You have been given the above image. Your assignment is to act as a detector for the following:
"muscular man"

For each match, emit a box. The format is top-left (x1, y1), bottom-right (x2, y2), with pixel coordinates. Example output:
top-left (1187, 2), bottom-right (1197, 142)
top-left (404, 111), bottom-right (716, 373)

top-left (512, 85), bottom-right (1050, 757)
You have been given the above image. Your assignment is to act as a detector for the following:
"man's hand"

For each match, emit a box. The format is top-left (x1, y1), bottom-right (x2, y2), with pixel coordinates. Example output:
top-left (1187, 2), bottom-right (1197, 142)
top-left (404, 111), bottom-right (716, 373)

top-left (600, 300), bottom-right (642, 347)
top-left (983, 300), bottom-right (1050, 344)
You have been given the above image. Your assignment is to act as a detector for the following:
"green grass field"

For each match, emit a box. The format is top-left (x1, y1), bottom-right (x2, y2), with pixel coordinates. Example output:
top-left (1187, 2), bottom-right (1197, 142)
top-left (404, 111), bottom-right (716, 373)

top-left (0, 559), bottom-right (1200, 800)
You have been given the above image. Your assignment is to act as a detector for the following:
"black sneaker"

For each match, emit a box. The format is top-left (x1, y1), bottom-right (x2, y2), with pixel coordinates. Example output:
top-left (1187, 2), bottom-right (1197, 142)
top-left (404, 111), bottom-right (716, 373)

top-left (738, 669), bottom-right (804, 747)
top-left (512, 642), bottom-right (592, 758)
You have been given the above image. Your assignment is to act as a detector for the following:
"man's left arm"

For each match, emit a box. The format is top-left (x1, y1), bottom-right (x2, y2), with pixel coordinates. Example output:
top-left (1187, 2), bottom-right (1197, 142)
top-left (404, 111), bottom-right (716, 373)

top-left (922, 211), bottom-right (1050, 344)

_What is asked_
Write all the rows above as a two-column CSV with the headers text and answer, one line per row. Put each row's full text and its answer in a single quoted field apiece, with line breaks replaced by spaces.

_Answer to the task_
text,answer
"You have been given the above image. Your assignment is to act as a detector for the following: ""muscular man"" For each match, emit a box. The format is top-left (x1, y1), bottom-right (x2, y2), with pixel coordinates. Example output: top-left (1187, 2), bottom-right (1197, 142) top-left (404, 111), bottom-right (716, 373)","top-left (512, 85), bottom-right (1050, 757)"
"You have been given the above image. Your assignment is to act as a detector for the following: ""man's hand"" For each match, emit a box. The format is top-left (x1, y1), bottom-right (x2, y2), with pixel coordinates. Example output: top-left (1187, 2), bottom-right (1197, 142) top-left (404, 111), bottom-right (716, 373)","top-left (600, 300), bottom-right (642, 347) top-left (983, 300), bottom-right (1050, 344)"
"You have been given the above image. Your assignment is to act as a detector for the following: ""green grass field"" For each match, emit a box. The format is top-left (x1, y1), bottom-right (x2, y2), with pixel coordinates. Example output: top-left (1187, 2), bottom-right (1197, 142) top-left (404, 111), bottom-right (716, 373)","top-left (0, 559), bottom-right (1200, 800)"
"You have been given the above image. Your assignment is to act as a detector for the following: ""black sneaker"" For each match, emit a box. The format is top-left (x1, y1), bottom-right (x2, y2), with pixel coordinates. Example output: top-left (1187, 2), bottom-right (1197, 142) top-left (404, 111), bottom-right (716, 373)","top-left (738, 669), bottom-right (804, 747) top-left (512, 642), bottom-right (592, 758)"
"You have been given the above image. Your assignment is to act as a detector for the following: ""man's left arm"" For each match, emit a box. The format is top-left (x1, y1), bottom-right (x2, y2), with pixel coordinates. Example output: top-left (1187, 2), bottom-right (1197, 142) top-left (404, 111), bottom-right (716, 373)","top-left (922, 211), bottom-right (1050, 344)"